The problem: In the article below about the Metro Gold Line, between which two cities is the line scheduled to run, and starting in what year?

Selection:
Transportation

Metro Gold Line, a new kind of transit, is ready for its close up

A rendering from Metro Transit of a station
This rendering from Metro Transit shows the western station of the new Gold Line BRT transit line, scheduled to run from St. Paul to Woodbury starting in 2025, much of it along a dedicated bus transitway, to be built starting later this year.
Courtesy of Metro Transit

The Twin Cities are about to get a brand new kind of transit, tried elsewhere in the country but not previously in Minnesota. 

Metro Transit’s Gold Line has just wrapped up its end-to-end design process and is ready to move into construction and full federal funding — literally the last steps before the rubber hits the road. 

Not the rails, mind you. It’ll be old fashioned tires and asphalt because the line is a bus rapid transit line or BRT. But it won’t be one of the arterial street BRT lines the Twin Cities have been experimenting with recently, like the A Line that runs mostly along Snelling Avenue, or highway-shoulder lines like the Red Line.

Dataset content:

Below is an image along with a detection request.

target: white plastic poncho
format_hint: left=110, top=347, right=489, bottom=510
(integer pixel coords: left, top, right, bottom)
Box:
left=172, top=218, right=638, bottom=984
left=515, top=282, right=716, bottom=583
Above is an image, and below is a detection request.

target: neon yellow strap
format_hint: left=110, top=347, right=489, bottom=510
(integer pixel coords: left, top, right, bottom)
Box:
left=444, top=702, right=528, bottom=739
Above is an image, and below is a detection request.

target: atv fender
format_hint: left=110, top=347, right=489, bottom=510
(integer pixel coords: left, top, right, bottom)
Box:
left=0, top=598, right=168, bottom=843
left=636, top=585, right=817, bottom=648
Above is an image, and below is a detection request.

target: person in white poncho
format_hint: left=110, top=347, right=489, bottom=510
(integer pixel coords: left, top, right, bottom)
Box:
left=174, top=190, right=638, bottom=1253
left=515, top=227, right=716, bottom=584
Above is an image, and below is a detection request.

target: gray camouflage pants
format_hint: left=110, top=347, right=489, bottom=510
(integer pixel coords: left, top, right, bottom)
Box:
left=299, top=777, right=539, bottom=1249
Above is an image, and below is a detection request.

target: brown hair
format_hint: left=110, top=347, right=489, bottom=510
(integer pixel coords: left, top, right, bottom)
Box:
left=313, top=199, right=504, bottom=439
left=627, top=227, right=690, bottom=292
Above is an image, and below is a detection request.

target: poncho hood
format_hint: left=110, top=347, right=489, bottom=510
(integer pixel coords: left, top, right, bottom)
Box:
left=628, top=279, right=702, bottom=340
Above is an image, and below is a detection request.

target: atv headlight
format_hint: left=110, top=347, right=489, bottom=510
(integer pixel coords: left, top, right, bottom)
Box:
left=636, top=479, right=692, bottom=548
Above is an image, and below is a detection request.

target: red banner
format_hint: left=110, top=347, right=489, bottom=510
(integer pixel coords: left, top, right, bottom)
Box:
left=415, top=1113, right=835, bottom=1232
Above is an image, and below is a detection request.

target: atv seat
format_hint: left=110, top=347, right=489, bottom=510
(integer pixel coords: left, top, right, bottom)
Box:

Reply: From St. Paul to Woodbury, starting in 2025.